DIRECTIONS:
Report each line in the material below that contains the word "legs", copying every such line in full.

DATA LISTING:
****
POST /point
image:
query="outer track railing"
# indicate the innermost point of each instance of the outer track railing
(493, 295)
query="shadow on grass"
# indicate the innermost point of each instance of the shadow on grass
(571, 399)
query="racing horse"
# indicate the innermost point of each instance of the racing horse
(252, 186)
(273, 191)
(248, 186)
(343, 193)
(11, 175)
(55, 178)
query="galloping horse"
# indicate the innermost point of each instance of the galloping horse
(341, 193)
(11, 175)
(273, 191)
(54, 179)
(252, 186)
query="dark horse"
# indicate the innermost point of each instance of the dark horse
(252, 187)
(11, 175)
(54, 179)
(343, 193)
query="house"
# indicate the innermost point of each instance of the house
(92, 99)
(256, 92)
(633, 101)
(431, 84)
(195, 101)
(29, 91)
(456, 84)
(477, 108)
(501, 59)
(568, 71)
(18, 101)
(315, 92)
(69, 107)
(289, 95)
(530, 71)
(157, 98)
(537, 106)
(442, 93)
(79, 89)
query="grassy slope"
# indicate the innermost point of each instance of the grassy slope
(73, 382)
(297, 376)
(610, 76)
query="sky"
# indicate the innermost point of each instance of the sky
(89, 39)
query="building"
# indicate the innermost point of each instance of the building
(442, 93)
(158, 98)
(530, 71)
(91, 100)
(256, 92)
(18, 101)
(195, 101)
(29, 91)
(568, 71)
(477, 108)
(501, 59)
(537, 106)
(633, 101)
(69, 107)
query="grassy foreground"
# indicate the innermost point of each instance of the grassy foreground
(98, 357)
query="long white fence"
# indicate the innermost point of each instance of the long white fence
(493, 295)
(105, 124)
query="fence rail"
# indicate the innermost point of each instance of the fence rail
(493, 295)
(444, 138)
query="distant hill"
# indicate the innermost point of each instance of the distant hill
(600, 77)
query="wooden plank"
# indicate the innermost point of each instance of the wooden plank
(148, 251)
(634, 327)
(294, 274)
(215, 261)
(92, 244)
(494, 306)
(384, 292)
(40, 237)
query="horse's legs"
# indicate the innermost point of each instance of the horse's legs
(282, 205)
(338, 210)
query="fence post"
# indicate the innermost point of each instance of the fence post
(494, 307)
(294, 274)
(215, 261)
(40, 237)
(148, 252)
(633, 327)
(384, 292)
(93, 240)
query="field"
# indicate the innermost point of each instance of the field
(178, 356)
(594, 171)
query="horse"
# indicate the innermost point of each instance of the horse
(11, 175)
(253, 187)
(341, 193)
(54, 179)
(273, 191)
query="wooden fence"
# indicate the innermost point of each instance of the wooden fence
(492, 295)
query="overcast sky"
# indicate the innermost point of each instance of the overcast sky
****
EXERCISE RESPONSE:
query="horse's legs"
# indicate the innermost point of each instance of the horse's legs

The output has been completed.